# [What this task involves]
From the line with "Each instance receives one keypoint. Tag the treeline" up to and including the line with "<point>33,142</point>", write those lines out again, swapping "Tag" for "Mark" and changing nothing else.

Source records
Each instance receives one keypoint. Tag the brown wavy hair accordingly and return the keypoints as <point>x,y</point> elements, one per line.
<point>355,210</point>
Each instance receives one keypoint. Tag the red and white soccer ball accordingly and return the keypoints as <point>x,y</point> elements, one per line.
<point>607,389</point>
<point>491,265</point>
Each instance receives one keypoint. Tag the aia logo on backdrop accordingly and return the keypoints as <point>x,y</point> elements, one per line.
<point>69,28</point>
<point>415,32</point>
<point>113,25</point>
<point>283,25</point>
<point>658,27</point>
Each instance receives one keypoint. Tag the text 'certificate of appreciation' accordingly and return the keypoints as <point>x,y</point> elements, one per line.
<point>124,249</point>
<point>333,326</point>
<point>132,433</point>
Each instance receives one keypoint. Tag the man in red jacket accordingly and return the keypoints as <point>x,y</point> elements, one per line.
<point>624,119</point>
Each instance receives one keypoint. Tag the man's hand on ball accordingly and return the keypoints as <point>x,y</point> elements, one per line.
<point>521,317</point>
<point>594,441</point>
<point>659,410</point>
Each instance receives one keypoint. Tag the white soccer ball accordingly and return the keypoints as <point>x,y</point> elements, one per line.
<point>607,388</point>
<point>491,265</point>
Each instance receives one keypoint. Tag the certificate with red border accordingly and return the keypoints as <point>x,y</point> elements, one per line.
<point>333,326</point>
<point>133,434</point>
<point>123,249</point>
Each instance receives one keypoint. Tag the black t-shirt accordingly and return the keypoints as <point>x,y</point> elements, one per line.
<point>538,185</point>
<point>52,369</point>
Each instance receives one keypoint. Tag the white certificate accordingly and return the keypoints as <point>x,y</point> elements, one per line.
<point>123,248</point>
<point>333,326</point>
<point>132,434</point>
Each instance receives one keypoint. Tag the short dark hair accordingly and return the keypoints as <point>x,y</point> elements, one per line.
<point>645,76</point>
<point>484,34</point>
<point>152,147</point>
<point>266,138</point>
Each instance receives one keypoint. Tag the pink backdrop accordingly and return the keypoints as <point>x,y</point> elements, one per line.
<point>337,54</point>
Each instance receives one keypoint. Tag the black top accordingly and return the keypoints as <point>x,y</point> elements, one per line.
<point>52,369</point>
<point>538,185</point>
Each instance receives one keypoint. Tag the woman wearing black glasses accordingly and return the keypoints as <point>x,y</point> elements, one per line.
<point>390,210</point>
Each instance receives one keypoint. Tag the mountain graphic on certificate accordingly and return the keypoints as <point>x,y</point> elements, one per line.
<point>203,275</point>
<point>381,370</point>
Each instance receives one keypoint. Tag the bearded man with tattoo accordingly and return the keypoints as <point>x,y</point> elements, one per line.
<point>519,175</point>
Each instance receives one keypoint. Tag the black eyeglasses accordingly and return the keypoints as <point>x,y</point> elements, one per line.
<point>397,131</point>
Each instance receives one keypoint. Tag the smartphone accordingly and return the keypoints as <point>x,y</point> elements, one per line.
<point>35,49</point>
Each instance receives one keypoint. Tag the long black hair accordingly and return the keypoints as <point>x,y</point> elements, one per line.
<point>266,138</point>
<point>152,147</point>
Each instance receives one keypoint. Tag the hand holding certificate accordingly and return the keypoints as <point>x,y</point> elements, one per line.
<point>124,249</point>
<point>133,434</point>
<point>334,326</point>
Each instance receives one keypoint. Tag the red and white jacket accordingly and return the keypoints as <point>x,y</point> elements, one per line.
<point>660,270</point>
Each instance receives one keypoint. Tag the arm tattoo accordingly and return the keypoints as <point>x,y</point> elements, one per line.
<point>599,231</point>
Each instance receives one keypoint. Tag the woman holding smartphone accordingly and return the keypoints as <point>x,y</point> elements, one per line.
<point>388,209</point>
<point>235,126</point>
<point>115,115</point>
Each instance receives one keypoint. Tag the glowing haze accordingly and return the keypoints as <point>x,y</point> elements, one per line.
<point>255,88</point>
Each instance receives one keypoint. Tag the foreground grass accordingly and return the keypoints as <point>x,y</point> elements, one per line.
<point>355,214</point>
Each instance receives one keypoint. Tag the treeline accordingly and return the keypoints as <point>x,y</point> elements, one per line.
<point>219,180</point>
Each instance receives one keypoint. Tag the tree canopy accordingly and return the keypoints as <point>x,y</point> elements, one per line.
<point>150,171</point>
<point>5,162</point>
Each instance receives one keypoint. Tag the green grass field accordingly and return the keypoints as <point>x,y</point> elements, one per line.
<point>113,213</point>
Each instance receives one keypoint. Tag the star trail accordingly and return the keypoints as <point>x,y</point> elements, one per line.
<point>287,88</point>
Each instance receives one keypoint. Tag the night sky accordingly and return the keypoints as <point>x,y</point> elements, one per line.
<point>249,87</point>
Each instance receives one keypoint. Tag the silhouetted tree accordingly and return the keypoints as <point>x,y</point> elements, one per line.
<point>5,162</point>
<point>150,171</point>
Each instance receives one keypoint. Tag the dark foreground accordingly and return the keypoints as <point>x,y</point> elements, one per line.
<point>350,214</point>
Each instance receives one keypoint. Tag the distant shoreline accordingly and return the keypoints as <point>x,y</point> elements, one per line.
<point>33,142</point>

* * *

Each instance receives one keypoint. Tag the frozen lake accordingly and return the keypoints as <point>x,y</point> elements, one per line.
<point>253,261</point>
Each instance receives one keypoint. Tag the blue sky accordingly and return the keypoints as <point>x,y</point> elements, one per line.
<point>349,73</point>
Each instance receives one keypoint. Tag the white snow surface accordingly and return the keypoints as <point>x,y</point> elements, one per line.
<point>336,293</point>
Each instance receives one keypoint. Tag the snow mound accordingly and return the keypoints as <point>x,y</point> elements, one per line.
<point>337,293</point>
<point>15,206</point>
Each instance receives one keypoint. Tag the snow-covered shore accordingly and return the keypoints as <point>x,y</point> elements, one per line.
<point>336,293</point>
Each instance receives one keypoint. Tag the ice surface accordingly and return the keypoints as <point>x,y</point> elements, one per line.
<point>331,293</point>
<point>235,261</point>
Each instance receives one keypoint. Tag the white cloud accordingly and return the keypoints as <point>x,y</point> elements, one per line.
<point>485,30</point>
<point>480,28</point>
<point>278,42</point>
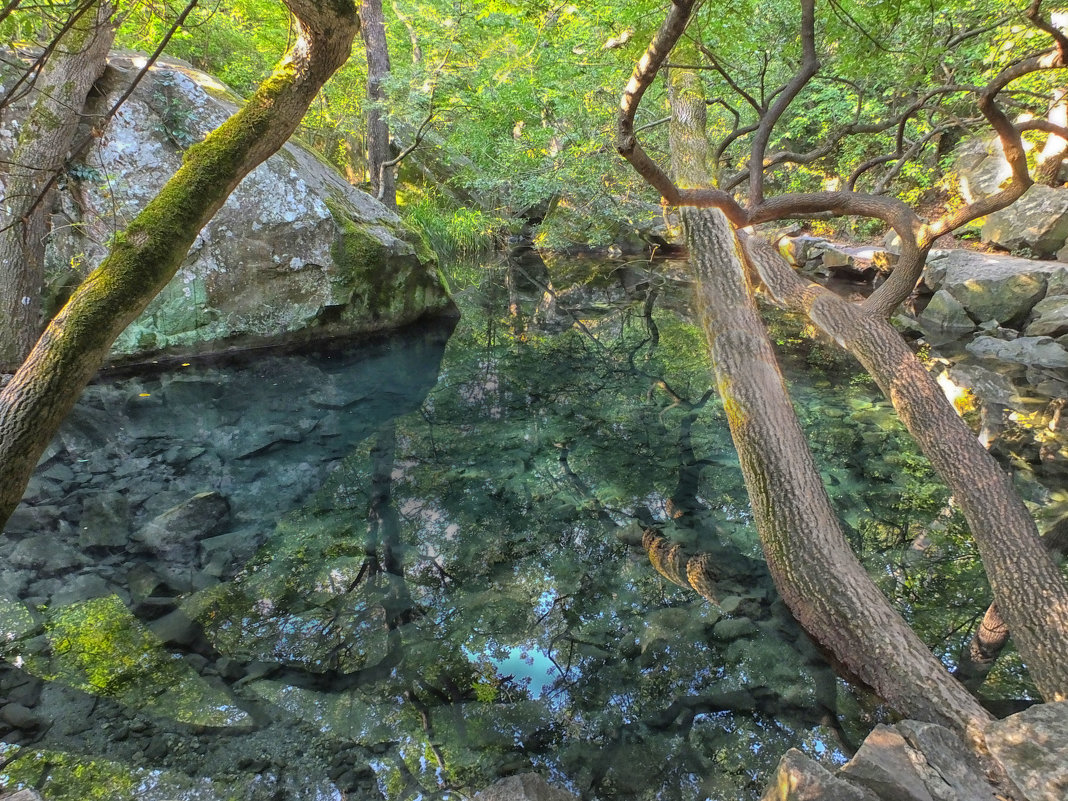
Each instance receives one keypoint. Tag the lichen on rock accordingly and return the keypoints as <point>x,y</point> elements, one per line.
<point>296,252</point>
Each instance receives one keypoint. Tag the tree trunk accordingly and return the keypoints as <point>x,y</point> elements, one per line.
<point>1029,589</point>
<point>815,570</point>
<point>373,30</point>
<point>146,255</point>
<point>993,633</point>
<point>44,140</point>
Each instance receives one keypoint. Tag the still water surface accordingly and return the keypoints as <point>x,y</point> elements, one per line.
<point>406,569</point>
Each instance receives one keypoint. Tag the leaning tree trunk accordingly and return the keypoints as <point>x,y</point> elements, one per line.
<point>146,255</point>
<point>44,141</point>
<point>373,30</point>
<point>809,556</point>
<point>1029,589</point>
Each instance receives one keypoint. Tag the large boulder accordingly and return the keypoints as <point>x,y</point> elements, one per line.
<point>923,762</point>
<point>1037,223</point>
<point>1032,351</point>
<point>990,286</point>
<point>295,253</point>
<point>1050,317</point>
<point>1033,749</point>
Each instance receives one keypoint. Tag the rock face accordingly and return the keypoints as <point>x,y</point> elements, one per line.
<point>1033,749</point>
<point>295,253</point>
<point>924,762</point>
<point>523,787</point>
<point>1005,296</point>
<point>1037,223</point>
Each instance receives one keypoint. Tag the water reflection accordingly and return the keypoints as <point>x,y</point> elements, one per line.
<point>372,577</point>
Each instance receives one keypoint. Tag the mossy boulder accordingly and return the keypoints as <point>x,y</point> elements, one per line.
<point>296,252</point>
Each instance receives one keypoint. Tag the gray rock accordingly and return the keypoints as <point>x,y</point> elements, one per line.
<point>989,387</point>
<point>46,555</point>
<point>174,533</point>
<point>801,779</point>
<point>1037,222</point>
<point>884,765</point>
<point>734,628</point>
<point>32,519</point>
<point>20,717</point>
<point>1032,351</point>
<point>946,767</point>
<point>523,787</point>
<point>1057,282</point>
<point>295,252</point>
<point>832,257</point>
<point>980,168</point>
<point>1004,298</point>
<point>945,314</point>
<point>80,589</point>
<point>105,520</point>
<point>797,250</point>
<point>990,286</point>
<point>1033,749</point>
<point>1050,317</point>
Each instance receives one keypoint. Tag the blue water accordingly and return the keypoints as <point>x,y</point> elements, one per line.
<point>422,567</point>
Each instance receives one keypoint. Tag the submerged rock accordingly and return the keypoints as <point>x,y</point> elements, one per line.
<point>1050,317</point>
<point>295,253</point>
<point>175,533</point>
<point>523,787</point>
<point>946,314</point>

...

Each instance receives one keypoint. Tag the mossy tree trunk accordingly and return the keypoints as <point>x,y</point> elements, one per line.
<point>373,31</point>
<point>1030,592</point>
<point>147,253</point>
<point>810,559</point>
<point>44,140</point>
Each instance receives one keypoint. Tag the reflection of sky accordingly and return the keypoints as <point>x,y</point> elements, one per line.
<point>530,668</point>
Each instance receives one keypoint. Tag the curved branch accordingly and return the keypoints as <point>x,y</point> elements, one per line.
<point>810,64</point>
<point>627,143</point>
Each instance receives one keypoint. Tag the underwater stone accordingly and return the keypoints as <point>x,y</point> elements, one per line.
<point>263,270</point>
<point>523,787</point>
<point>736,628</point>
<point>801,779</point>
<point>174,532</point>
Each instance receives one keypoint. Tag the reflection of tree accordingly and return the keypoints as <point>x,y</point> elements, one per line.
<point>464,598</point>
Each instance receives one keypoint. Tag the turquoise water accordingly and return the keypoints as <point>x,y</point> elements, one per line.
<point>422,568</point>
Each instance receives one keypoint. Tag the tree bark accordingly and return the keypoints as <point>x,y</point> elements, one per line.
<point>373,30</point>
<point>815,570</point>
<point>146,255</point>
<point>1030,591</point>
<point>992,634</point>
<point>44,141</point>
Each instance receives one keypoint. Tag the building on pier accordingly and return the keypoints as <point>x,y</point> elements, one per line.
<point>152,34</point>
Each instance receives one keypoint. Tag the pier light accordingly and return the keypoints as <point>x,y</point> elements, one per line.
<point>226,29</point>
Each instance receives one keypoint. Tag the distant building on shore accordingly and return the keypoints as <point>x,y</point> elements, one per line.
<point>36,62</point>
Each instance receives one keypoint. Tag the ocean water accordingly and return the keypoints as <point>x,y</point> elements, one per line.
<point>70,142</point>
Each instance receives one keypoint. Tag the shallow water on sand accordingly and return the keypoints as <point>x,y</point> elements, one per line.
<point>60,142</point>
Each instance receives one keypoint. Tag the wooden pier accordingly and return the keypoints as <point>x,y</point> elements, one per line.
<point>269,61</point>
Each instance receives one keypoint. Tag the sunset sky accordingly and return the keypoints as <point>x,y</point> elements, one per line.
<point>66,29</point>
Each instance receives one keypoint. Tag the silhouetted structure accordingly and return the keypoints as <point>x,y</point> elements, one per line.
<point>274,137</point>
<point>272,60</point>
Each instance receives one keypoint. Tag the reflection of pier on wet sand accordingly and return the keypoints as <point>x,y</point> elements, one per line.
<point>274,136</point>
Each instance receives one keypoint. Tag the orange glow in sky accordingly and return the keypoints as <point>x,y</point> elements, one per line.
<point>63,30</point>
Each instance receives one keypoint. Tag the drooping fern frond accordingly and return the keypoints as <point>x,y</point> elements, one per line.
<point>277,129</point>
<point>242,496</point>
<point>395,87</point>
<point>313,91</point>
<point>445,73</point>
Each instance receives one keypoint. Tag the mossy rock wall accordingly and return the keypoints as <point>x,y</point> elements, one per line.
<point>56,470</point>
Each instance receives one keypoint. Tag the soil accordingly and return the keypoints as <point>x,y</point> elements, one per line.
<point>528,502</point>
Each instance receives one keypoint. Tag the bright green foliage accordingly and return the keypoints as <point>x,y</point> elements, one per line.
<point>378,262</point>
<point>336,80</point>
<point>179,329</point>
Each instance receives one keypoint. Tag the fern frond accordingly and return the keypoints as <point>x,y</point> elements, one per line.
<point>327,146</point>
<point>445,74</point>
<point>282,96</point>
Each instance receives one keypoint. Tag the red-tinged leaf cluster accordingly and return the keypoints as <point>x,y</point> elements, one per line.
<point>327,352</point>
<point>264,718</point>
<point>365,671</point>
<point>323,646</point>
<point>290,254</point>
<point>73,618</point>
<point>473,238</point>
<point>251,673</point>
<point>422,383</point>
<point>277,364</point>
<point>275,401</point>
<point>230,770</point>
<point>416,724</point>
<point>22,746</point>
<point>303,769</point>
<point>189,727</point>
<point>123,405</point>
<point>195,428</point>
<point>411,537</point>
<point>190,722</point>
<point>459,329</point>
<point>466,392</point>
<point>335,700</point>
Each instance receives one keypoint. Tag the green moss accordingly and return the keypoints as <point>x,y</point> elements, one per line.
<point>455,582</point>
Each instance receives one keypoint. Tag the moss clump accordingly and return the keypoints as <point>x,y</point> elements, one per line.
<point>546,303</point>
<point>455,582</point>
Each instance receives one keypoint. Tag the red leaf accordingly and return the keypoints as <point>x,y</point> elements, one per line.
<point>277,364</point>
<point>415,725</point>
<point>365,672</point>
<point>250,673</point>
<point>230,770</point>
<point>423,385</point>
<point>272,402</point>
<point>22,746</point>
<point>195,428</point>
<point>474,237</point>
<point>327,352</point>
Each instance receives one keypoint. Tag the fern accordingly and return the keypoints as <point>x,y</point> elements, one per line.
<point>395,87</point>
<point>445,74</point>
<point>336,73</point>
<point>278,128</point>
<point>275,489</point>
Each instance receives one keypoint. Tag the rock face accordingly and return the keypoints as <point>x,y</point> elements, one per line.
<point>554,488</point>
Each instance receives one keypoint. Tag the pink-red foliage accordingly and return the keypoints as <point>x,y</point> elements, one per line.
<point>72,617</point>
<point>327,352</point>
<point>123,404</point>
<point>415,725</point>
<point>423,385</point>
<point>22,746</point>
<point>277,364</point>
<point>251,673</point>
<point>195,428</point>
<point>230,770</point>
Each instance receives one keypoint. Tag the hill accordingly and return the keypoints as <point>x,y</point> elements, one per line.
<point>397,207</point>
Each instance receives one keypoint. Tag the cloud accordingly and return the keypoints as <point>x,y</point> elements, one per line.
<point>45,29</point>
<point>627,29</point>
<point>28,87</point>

# [Solution to this task]
Each instance receives one keypoint. Mark the treeline accordingly and return the keypoints as <point>x,y</point> elements, one per line.
<point>219,180</point>
Each instance receives one keypoint. Mark the tree canopy accordingly and return the keypoints as <point>x,y</point> elements, one per line.
<point>150,171</point>
<point>5,162</point>
Each instance receives one keypoint. Mark the green grass field accordingly and return the keypoints as <point>x,y</point> elements, one per line.
<point>113,213</point>
Each instance receives one keypoint. Mark the star trail accordingly and return the keypoints as <point>x,y</point> elements, one per line.
<point>287,88</point>
Each instance receives one keypoint. Mark the night sky accordingly and return the keypoints as <point>x,y</point> elements, one per line.
<point>249,87</point>
Each instance receives one keypoint. Mark the silhouetted tree accordingly and return the keypoints as <point>x,y</point> elements, one per line.
<point>5,162</point>
<point>150,171</point>
Each instance receives one keypoint. Mark the dark foreground accordingly and return the keypoints as <point>x,y</point> elements, one per line.
<point>350,214</point>
Each instance receives one keypoint. Mark the distant shoreline accordingly and return the keypoints as <point>x,y</point> elements, one per line.
<point>33,142</point>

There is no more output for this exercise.